> [INFORMATION GIVEN]
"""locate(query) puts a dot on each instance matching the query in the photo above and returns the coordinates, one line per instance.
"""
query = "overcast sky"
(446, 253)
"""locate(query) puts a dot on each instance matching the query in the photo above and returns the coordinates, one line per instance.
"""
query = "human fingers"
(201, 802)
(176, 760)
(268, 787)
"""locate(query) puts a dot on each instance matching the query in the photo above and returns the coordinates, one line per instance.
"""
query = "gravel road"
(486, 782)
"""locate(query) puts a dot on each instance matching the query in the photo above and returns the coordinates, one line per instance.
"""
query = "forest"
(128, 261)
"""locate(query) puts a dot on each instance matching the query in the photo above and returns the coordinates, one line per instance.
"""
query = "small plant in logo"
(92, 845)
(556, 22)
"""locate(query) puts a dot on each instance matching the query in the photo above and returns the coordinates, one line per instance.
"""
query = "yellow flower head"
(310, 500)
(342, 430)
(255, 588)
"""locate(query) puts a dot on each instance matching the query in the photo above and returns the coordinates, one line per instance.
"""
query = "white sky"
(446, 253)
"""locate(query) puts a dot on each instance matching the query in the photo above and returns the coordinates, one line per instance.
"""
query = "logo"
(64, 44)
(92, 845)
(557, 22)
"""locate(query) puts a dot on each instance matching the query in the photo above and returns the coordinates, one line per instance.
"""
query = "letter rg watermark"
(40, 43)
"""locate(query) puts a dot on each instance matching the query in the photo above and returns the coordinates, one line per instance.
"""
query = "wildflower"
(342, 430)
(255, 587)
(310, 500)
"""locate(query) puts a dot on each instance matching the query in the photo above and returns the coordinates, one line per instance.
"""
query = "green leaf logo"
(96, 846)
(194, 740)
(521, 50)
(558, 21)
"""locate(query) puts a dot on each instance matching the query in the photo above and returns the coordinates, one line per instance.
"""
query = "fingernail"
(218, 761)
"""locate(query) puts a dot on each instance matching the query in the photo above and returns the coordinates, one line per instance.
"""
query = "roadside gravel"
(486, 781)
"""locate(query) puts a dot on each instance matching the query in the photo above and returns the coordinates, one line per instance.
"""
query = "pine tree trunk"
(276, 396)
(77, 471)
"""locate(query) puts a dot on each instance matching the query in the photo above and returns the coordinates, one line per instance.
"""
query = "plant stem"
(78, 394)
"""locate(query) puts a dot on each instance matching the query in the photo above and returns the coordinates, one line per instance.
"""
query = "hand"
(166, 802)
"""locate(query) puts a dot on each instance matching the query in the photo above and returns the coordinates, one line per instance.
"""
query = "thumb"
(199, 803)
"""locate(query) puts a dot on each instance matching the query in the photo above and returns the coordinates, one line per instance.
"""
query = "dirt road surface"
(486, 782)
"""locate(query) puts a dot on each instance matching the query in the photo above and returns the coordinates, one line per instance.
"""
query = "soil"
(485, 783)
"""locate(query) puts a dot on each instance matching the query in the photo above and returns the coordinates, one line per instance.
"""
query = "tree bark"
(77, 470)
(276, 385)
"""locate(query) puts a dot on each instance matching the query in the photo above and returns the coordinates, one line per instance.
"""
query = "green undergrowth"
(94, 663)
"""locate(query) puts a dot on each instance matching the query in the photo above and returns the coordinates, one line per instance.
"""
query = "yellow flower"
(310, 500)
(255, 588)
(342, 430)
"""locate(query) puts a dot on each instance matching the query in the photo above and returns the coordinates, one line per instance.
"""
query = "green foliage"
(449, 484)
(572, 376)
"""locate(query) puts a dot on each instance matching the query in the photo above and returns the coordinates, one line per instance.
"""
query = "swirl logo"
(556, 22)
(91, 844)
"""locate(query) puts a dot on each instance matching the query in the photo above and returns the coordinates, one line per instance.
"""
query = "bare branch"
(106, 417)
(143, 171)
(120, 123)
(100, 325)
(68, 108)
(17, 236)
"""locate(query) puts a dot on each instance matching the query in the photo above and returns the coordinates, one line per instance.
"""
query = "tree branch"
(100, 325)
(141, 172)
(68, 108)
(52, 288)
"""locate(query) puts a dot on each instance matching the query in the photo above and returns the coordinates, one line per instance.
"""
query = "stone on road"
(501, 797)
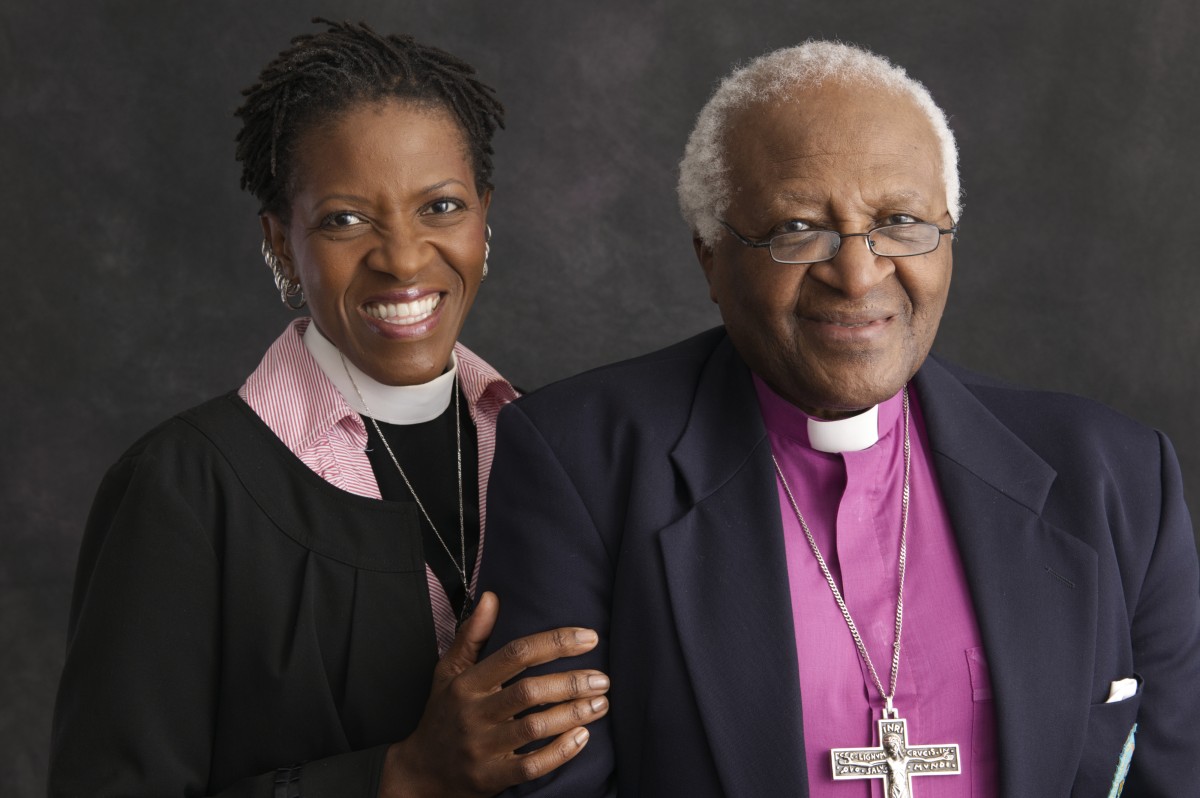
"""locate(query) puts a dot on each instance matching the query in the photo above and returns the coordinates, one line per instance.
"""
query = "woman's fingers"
(472, 636)
(527, 767)
(539, 690)
(551, 721)
(527, 652)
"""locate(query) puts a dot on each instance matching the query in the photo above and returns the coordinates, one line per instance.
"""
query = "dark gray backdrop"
(135, 287)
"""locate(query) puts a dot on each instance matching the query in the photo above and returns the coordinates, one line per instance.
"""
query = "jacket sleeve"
(1167, 651)
(550, 568)
(138, 696)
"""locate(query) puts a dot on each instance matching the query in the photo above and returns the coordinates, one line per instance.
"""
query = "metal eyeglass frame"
(759, 245)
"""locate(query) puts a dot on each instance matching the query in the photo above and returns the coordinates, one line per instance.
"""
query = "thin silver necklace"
(468, 600)
(887, 695)
(893, 760)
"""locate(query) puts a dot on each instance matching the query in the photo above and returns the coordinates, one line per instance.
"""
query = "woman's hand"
(466, 744)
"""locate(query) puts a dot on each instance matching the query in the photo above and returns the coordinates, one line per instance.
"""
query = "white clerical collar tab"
(389, 403)
(856, 433)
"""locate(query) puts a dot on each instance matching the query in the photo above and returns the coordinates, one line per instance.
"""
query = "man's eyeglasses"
(814, 246)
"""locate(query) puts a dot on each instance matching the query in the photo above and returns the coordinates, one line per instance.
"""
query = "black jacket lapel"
(1033, 586)
(729, 588)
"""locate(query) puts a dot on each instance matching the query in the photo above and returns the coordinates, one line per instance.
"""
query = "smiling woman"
(276, 589)
(387, 237)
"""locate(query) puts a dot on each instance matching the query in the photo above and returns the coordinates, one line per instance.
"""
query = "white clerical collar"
(856, 433)
(389, 403)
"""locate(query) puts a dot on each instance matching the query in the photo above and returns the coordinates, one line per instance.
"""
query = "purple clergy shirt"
(851, 503)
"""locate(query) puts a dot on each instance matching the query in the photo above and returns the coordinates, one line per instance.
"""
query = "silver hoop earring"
(487, 249)
(289, 289)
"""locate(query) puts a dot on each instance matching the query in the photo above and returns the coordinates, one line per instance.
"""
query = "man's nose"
(855, 269)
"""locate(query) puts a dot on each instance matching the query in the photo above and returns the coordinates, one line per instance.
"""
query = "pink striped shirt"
(851, 503)
(292, 395)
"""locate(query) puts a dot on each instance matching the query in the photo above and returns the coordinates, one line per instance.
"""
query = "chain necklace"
(468, 600)
(893, 760)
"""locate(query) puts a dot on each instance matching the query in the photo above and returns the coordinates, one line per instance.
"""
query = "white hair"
(705, 190)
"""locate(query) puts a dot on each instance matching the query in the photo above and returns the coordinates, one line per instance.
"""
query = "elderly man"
(820, 562)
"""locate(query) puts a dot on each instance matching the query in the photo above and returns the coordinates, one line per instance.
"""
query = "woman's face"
(387, 237)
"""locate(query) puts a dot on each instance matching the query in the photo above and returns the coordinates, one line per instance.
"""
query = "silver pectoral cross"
(893, 761)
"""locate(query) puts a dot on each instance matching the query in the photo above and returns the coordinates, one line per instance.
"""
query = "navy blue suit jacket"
(639, 499)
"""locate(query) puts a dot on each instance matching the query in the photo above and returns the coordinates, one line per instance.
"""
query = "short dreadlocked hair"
(322, 75)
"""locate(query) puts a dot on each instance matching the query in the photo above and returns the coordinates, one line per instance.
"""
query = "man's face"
(838, 336)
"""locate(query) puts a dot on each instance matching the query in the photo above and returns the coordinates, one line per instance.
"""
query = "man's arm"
(1167, 651)
(549, 565)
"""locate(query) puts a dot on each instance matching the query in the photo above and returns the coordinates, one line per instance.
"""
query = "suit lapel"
(727, 581)
(1033, 586)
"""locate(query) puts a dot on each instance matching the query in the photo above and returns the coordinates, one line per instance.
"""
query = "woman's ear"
(275, 233)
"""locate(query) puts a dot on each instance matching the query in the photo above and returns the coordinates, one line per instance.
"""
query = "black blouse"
(279, 621)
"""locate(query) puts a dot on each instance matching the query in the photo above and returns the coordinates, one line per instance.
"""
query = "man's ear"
(275, 233)
(705, 255)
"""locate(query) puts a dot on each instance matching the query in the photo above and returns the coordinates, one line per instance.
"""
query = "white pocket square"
(1122, 689)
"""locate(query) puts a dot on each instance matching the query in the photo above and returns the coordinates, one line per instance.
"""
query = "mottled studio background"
(133, 286)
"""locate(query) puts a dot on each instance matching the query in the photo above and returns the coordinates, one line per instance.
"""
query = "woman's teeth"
(405, 312)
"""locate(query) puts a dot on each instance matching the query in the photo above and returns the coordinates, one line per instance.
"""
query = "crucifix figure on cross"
(894, 761)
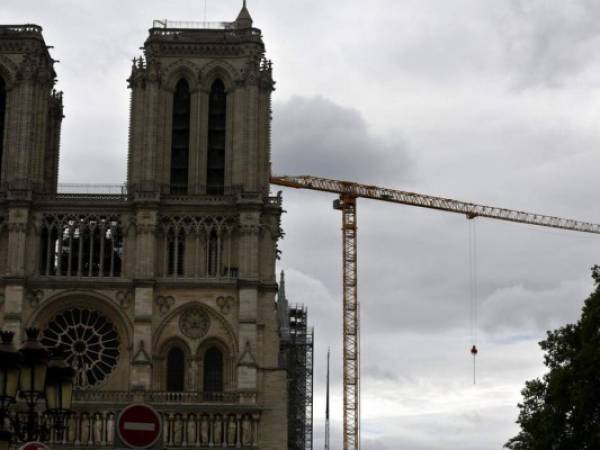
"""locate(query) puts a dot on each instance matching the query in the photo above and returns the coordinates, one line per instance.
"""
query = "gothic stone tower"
(164, 294)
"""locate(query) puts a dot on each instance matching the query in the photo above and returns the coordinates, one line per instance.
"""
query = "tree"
(561, 411)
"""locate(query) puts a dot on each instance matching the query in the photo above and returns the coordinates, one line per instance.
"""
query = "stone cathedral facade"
(163, 293)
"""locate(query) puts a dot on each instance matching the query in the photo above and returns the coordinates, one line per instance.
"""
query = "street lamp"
(9, 381)
(31, 374)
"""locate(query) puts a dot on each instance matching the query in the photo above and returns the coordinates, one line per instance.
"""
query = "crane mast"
(348, 193)
(326, 446)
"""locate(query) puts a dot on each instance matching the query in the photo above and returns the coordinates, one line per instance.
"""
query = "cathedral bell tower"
(30, 113)
(200, 111)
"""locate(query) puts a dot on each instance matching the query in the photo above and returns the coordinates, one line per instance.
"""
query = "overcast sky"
(492, 101)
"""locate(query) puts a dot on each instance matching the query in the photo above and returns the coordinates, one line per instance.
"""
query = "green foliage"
(562, 410)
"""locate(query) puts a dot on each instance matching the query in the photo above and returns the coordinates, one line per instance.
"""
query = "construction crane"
(348, 193)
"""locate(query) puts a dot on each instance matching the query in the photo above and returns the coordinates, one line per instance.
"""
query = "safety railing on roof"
(24, 28)
(88, 188)
(164, 23)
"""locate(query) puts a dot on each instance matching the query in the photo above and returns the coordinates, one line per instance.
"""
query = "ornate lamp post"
(31, 374)
(9, 381)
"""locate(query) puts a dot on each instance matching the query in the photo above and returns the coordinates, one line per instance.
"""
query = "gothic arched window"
(176, 256)
(215, 164)
(180, 138)
(2, 116)
(213, 254)
(213, 370)
(175, 370)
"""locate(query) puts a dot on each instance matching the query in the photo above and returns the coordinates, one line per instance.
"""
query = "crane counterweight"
(346, 203)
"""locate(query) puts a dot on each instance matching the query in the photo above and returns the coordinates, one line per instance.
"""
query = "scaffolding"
(297, 358)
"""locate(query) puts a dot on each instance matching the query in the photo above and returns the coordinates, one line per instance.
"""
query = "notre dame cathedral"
(165, 292)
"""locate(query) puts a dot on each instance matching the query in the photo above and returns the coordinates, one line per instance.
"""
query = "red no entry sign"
(139, 426)
(33, 446)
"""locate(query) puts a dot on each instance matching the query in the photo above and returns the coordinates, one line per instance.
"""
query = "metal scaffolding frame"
(298, 349)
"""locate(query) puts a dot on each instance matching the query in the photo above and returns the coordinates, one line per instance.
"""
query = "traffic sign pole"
(139, 426)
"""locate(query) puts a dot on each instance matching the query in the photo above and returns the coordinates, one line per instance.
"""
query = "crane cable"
(473, 292)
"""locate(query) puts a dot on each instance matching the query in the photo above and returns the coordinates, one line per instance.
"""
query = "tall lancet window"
(213, 370)
(180, 138)
(2, 116)
(175, 370)
(215, 167)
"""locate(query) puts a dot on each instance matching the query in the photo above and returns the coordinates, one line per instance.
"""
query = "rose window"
(89, 340)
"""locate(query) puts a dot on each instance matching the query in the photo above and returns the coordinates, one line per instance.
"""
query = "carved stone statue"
(218, 431)
(98, 428)
(110, 430)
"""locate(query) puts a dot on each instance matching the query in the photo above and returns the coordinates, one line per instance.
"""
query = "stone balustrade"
(97, 428)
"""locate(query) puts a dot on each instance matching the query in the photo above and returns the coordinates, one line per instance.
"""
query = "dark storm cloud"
(455, 98)
(319, 137)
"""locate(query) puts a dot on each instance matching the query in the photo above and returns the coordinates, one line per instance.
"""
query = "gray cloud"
(319, 137)
(453, 98)
(551, 42)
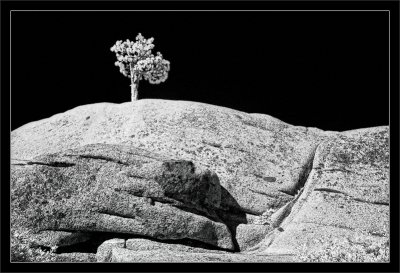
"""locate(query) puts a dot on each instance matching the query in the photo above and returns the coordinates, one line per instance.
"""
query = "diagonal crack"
(106, 158)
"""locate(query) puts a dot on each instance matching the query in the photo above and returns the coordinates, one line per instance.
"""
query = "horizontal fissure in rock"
(352, 197)
(56, 164)
(97, 238)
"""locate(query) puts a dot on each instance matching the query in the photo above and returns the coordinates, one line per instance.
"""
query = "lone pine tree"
(136, 61)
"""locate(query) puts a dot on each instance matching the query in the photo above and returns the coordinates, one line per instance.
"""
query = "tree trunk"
(134, 88)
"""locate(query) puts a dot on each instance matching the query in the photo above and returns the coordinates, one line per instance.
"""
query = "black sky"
(320, 69)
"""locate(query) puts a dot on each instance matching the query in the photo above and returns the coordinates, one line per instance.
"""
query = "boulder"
(103, 253)
(259, 159)
(172, 171)
(161, 256)
(118, 189)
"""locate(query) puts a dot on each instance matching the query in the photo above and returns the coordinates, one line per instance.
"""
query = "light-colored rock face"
(115, 188)
(257, 158)
(177, 170)
(343, 212)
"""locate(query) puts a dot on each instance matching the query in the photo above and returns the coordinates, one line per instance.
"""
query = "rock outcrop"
(197, 182)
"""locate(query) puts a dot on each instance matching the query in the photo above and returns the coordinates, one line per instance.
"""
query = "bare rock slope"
(196, 176)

> [WHAT IS ASKED] Pull out every line of the records that contains the word "trunk", matching its case exactly.

> [ANSWER BELOW]
query = "pine tree trunk"
query = "tree trunk"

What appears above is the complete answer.